::: ENTRIES SHOWN

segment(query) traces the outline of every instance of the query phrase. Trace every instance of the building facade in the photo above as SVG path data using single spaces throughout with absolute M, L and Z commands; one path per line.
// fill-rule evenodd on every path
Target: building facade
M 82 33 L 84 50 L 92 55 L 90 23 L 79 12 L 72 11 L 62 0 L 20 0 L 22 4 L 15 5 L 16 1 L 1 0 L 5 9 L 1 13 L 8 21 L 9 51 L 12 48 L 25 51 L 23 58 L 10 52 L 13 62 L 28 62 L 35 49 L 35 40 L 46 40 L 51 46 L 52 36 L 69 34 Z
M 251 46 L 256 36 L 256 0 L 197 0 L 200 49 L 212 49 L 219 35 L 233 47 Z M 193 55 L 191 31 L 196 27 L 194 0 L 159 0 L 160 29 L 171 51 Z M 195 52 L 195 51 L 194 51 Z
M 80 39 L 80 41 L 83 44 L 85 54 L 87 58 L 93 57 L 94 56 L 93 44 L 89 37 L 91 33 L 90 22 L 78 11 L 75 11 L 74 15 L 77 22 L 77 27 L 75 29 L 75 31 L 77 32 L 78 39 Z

::::::

### [WHAT TO DO]
Reproduce every one of these entries, substituting "storefront" for each occurrence of "building facade" and keeping everything else unchanged.

### [THE RESULT]
segment(query) traces the outline of every instance of the query phrase. Trace every instance of the storefront in the photo above as SVG path data using single spaces throughout with absolute M, L and Z commands; one path per line.
// fill-rule evenodd on every path
Target: storefront
M 82 33 L 84 50 L 92 55 L 90 23 L 79 12 L 72 11 L 62 0 L 20 0 L 22 4 L 15 5 L 16 1 L 1 0 L 5 9 L 1 13 L 8 21 L 9 51 L 12 48 L 25 51 L 23 58 L 10 52 L 13 62 L 28 62 L 35 49 L 35 40 L 46 40 L 51 46 L 52 36 L 69 34 Z
M 251 46 L 256 36 L 256 0 L 197 0 L 200 49 L 212 49 L 219 35 L 233 47 Z M 193 55 L 191 31 L 196 27 L 194 0 L 159 0 L 160 29 L 171 51 Z M 195 52 L 195 51 L 194 51 Z
M 80 39 L 80 41 L 83 44 L 85 54 L 87 58 L 93 57 L 94 56 L 93 44 L 89 37 L 91 33 L 90 22 L 78 11 L 75 11 L 74 15 L 77 22 L 77 27 L 75 29 L 75 31 L 77 32 L 78 39 Z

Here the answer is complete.